EXERCISE =
In the material below, find each line with the word "short" and copy it.

------------------------------------------------------------

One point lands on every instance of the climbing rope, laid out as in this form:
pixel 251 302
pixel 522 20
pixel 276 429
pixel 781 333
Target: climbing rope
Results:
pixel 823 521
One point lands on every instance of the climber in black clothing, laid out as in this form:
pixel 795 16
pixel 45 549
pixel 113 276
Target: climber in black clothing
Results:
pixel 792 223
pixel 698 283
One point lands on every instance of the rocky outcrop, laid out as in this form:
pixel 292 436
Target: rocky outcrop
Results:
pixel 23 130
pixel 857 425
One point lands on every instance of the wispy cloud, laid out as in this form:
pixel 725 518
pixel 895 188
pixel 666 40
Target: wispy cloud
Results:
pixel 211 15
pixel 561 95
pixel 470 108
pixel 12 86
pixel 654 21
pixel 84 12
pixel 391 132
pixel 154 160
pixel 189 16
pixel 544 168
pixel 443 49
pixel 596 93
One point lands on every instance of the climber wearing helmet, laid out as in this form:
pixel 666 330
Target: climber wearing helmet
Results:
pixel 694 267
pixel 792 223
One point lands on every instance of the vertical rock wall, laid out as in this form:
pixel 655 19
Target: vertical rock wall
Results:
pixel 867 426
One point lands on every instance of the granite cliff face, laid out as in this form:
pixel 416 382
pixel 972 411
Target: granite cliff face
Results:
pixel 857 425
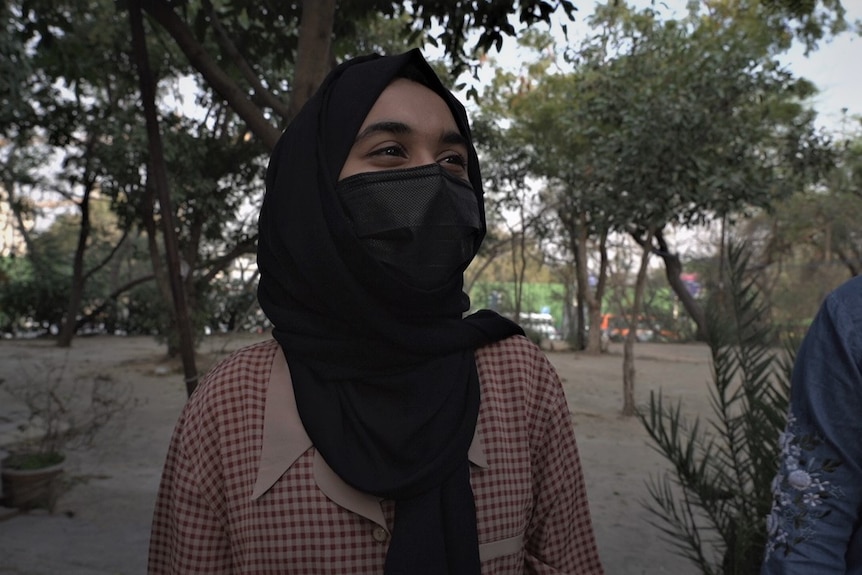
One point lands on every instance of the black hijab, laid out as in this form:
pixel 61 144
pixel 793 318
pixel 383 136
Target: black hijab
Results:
pixel 384 374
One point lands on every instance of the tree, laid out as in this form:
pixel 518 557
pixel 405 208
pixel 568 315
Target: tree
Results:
pixel 250 40
pixel 718 494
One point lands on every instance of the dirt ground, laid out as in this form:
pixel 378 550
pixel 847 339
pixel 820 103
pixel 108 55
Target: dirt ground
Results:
pixel 101 524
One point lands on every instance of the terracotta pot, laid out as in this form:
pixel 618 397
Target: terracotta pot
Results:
pixel 31 488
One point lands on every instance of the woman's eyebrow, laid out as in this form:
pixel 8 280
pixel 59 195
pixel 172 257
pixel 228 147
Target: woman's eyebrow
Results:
pixel 398 128
pixel 452 137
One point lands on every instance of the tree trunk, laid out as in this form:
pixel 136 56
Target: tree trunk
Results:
pixel 673 270
pixel 76 293
pixel 313 58
pixel 595 296
pixel 157 170
pixel 209 69
pixel 631 337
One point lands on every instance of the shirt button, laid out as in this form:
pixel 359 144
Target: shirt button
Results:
pixel 379 534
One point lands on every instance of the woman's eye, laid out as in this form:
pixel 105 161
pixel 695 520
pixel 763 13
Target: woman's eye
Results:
pixel 454 159
pixel 392 150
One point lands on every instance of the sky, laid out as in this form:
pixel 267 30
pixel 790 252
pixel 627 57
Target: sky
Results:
pixel 835 67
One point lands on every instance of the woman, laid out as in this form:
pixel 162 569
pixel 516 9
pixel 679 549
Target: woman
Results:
pixel 381 431
pixel 816 520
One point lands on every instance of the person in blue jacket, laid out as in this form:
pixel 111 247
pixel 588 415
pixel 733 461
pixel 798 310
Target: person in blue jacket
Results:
pixel 815 526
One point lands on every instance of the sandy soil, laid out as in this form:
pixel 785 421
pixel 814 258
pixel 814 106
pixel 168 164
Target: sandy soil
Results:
pixel 101 525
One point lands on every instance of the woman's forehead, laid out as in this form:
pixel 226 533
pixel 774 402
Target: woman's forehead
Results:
pixel 411 103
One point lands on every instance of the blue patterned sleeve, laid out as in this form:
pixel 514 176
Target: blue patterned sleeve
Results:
pixel 816 521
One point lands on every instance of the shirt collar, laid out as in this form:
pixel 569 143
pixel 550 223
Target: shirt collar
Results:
pixel 285 440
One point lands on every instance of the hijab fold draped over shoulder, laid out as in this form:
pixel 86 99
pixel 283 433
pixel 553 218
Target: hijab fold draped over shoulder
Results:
pixel 384 373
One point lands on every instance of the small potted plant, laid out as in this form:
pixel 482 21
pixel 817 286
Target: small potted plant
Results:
pixel 62 414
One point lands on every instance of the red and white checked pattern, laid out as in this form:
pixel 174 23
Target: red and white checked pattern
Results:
pixel 206 522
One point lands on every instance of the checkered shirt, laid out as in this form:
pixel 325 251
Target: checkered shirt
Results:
pixel 531 504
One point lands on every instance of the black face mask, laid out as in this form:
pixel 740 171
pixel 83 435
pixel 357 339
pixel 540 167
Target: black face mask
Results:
pixel 419 222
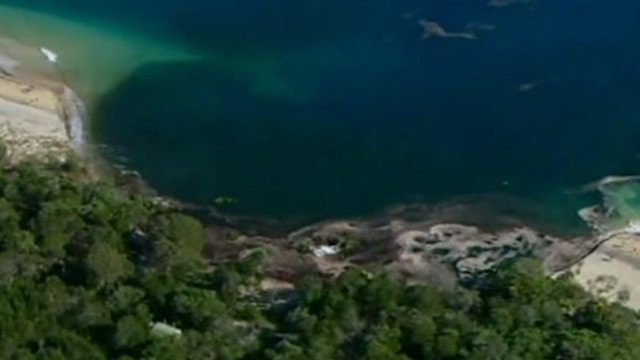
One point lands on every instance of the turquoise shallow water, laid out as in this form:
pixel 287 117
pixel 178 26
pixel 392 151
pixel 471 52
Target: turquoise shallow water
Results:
pixel 321 108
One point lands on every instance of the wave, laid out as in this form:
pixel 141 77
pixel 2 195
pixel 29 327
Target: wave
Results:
pixel 76 112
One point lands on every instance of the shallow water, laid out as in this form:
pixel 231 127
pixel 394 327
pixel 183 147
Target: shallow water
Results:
pixel 328 109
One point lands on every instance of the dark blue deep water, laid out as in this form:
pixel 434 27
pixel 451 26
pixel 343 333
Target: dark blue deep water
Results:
pixel 327 107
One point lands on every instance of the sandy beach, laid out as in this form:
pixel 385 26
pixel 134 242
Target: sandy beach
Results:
pixel 31 120
pixel 28 94
pixel 612 270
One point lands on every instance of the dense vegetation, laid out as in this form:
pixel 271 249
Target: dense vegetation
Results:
pixel 86 270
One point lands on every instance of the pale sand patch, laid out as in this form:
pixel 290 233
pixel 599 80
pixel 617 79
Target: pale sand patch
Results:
pixel 613 270
pixel 27 131
pixel 29 94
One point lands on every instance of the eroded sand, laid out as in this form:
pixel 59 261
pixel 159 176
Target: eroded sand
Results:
pixel 23 93
pixel 613 270
pixel 31 121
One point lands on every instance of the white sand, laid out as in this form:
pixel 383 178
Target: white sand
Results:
pixel 613 270
pixel 31 121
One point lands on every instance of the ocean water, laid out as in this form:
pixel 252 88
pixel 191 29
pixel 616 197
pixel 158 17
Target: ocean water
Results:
pixel 328 108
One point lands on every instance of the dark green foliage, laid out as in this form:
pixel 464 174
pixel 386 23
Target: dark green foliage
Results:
pixel 85 270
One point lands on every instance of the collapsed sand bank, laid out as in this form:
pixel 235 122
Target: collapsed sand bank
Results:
pixel 33 118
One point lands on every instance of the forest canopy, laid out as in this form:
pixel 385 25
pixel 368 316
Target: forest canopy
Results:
pixel 88 271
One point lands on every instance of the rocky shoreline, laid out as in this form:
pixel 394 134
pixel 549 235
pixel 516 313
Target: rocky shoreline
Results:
pixel 419 241
pixel 35 112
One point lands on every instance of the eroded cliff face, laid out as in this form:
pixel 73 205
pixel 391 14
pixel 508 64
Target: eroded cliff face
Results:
pixel 34 108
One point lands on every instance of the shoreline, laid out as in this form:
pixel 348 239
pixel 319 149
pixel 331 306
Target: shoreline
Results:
pixel 42 118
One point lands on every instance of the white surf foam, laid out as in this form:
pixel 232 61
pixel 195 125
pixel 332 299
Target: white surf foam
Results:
pixel 50 55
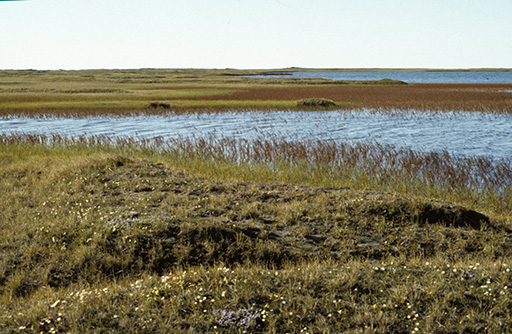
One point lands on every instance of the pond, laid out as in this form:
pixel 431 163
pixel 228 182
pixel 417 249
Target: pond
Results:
pixel 407 76
pixel 460 133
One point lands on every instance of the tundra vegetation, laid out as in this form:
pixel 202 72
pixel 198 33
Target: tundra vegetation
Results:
pixel 230 236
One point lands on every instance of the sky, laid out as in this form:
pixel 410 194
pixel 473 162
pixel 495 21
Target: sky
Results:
pixel 93 34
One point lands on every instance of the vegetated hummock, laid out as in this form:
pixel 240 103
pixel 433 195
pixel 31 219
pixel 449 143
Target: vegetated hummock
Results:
pixel 122 92
pixel 231 237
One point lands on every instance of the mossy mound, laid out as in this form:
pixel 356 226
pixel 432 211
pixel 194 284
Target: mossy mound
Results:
pixel 316 103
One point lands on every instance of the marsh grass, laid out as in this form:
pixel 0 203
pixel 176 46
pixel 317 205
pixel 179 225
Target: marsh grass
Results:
pixel 228 236
pixel 126 236
pixel 121 92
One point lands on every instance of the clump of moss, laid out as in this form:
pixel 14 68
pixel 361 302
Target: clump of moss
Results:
pixel 159 105
pixel 316 102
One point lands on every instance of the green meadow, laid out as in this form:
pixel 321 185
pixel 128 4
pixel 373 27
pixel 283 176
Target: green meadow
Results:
pixel 107 235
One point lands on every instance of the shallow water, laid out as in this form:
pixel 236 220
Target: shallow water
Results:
pixel 460 133
pixel 408 76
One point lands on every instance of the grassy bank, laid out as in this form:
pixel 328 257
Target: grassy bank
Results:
pixel 121 92
pixel 268 237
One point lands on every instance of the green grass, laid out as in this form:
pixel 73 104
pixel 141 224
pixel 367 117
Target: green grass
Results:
pixel 186 238
pixel 130 91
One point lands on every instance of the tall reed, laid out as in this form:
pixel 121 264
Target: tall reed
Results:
pixel 482 183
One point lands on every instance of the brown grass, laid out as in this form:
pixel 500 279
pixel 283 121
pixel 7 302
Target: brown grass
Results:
pixel 467 97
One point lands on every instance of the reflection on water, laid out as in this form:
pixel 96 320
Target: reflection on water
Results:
pixel 462 133
pixel 407 76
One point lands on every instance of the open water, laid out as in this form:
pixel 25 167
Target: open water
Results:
pixel 460 133
pixel 408 76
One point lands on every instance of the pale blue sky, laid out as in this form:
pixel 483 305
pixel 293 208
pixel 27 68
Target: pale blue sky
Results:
pixel 76 34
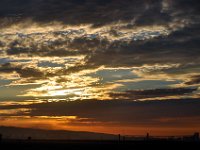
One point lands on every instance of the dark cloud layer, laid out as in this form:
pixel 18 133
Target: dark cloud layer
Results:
pixel 97 11
pixel 142 94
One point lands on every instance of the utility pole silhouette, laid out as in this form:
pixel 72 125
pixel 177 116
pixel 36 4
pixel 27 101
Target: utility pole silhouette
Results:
pixel 196 136
pixel 147 136
pixel 1 137
pixel 119 137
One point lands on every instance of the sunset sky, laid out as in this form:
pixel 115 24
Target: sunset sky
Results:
pixel 112 66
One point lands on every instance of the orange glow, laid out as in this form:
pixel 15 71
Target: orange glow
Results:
pixel 77 124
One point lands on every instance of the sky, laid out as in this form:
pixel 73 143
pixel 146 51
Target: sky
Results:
pixel 111 66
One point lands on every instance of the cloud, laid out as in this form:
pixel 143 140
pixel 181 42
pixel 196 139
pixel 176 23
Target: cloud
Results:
pixel 155 93
pixel 131 113
pixel 194 80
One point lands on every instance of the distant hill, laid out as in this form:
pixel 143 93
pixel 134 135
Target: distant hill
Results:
pixel 24 133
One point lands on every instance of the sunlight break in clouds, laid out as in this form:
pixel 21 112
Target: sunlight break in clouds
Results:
pixel 111 65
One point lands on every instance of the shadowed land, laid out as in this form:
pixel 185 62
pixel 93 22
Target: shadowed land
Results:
pixel 91 141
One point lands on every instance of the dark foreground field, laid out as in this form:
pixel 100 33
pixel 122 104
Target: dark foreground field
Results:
pixel 69 145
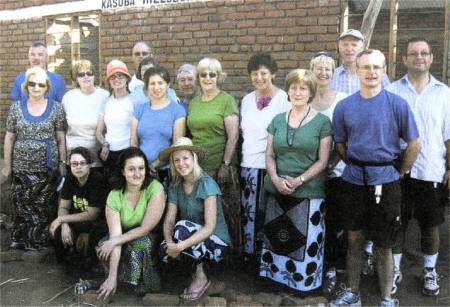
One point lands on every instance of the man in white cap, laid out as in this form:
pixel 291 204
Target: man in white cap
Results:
pixel 345 79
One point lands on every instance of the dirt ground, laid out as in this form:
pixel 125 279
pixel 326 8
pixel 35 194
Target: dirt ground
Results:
pixel 34 284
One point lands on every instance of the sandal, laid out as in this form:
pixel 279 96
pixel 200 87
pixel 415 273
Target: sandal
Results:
pixel 195 294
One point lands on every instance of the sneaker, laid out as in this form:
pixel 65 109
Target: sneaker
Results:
pixel 347 298
pixel 368 265
pixel 398 277
pixel 430 282
pixel 392 302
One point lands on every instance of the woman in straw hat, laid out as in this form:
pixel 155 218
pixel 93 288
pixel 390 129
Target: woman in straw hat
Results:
pixel 201 233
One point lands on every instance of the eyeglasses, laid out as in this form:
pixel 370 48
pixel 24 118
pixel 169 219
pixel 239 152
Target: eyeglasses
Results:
pixel 417 54
pixel 118 77
pixel 143 53
pixel 83 74
pixel 211 75
pixel 33 84
pixel 76 164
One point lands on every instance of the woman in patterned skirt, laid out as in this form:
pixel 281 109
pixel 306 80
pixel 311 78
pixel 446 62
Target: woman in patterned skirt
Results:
pixel 298 147
pixel 200 233
pixel 133 209
pixel 257 110
pixel 34 151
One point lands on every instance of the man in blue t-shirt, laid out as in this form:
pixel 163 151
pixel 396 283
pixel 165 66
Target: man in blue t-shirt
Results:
pixel 368 126
pixel 37 56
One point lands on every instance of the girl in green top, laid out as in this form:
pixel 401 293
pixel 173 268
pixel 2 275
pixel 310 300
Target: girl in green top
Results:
pixel 201 233
pixel 133 209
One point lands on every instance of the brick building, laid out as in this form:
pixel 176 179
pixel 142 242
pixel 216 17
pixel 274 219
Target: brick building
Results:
pixel 179 31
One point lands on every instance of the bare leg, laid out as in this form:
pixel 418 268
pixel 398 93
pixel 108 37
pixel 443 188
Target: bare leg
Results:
pixel 354 258
pixel 385 266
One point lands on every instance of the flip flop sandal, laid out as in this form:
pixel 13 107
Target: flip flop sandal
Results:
pixel 197 293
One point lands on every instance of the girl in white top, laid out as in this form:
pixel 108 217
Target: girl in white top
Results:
pixel 82 106
pixel 115 116
pixel 257 110
pixel 322 65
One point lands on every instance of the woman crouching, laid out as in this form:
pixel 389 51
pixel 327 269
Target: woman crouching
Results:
pixel 201 233
pixel 133 209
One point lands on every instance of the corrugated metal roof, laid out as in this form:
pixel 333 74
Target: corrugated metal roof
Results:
pixel 402 4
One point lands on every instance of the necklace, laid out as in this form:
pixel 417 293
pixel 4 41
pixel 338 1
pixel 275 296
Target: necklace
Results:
pixel 290 132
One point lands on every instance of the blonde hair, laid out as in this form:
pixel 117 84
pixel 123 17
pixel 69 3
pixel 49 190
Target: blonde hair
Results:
pixel 213 65
pixel 304 75
pixel 79 65
pixel 322 58
pixel 38 72
pixel 177 179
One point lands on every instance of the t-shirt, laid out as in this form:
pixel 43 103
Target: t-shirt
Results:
pixel 117 114
pixel 372 129
pixel 294 161
pixel 35 147
pixel 155 127
pixel 82 114
pixel 191 206
pixel 91 194
pixel 129 218
pixel 57 87
pixel 205 122
pixel 254 124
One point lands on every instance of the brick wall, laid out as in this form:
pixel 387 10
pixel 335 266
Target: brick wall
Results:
pixel 230 31
pixel 428 23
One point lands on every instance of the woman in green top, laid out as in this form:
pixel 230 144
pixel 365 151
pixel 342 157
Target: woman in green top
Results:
pixel 213 120
pixel 201 233
pixel 298 148
pixel 133 209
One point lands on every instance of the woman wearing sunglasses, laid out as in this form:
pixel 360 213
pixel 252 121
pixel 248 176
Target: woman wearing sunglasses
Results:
pixel 213 120
pixel 298 147
pixel 82 106
pixel 34 151
pixel 81 219
pixel 322 65
pixel 113 124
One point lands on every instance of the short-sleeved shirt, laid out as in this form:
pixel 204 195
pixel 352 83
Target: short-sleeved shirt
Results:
pixel 91 194
pixel 206 124
pixel 117 114
pixel 254 124
pixel 117 201
pixel 57 87
pixel 192 206
pixel 347 83
pixel 372 129
pixel 294 161
pixel 35 147
pixel 155 127
pixel 431 110
pixel 82 115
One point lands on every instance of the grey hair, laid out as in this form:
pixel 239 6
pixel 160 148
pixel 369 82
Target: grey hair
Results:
pixel 186 67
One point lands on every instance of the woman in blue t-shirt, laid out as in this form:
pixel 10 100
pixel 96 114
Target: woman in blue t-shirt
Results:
pixel 156 124
pixel 201 233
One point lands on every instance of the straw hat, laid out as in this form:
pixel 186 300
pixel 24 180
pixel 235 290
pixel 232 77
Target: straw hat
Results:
pixel 182 143
pixel 116 66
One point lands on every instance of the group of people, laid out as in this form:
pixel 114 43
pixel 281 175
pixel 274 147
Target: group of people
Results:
pixel 339 150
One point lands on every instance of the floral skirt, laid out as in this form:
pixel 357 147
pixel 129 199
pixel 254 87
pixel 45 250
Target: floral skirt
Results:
pixel 35 204
pixel 136 264
pixel 212 249
pixel 293 242
pixel 252 200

------------------------------------------------------------

RESULT OF THE EXERCISE =
One point lands on every instance of the short-sleeved shirt, laid out as in this form:
Target: short-sleeved shirt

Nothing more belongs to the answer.